GOAL OF THE EXERCISE: Rewrite every line of the data below, including the request lines, and shift each point coordinate in the answers up by 83. Leave the numbers in the requests and their format samples unchanged.
-------- DATA EXTRACT --------
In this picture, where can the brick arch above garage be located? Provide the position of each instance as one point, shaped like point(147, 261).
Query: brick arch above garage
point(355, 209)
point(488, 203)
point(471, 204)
--------
ANSWER TO THE EXERCISE:
In this picture, where can the brick arch above garage be located? Provide the position of each instance as one point, shaped like point(147, 261).
Query: brick arch above garage
point(438, 292)
point(571, 286)
point(554, 287)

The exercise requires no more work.